• WHAT TO DO:
Copy the rows below word for word, beginning at the line that contains "Tag the grassy" and stopping after the line that contains "[[262, 139], [44, 126]]".

• DATASET RECORDS:

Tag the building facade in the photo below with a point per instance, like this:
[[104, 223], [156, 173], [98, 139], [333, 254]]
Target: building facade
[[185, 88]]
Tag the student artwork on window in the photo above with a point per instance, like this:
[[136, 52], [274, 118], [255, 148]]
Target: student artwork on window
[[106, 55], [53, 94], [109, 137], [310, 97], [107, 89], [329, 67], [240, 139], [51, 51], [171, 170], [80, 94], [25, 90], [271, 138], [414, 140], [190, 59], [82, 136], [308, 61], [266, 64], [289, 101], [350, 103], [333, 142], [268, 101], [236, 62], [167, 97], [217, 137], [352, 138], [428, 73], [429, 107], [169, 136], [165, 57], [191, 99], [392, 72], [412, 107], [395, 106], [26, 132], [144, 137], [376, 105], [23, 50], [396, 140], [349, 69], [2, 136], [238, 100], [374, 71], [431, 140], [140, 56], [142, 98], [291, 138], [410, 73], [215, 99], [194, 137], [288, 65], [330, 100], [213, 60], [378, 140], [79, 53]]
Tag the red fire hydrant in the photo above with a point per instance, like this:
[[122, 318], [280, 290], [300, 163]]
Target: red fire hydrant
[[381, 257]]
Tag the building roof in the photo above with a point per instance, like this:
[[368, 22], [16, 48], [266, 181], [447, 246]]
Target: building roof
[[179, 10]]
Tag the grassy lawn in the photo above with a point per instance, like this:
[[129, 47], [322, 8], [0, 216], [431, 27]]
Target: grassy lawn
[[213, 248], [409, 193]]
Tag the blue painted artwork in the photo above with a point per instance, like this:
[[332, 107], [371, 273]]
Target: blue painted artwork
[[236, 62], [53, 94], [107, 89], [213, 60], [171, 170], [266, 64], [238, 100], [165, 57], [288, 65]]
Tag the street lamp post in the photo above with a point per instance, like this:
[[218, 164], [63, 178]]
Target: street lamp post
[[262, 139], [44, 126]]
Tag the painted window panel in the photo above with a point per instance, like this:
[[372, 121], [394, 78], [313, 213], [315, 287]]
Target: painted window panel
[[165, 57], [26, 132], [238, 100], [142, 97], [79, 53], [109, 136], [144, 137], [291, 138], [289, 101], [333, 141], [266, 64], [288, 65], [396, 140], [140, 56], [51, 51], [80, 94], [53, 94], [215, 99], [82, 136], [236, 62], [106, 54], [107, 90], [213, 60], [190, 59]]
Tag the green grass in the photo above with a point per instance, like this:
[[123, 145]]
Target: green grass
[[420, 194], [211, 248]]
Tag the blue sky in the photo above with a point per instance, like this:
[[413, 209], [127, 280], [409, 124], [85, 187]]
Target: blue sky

• EXERCISE RESULT:
Tag the grassy lawn in the photo above with a point per instance, like this:
[[129, 47], [322, 8], [0, 216], [431, 27]]
Target: grassy lawn
[[213, 248], [409, 193]]
Tag the blue painted artwork in the photo above with a point per instance, like this:
[[332, 107], [371, 273]]
Target: blue painted artwork
[[236, 62], [53, 94], [107, 89], [213, 60], [171, 170], [266, 64], [238, 100], [165, 57], [288, 65]]
Tag the street lamp post in the photo above with a point per instance, like this:
[[218, 164], [63, 178]]
Target: street lamp post
[[262, 139], [44, 126]]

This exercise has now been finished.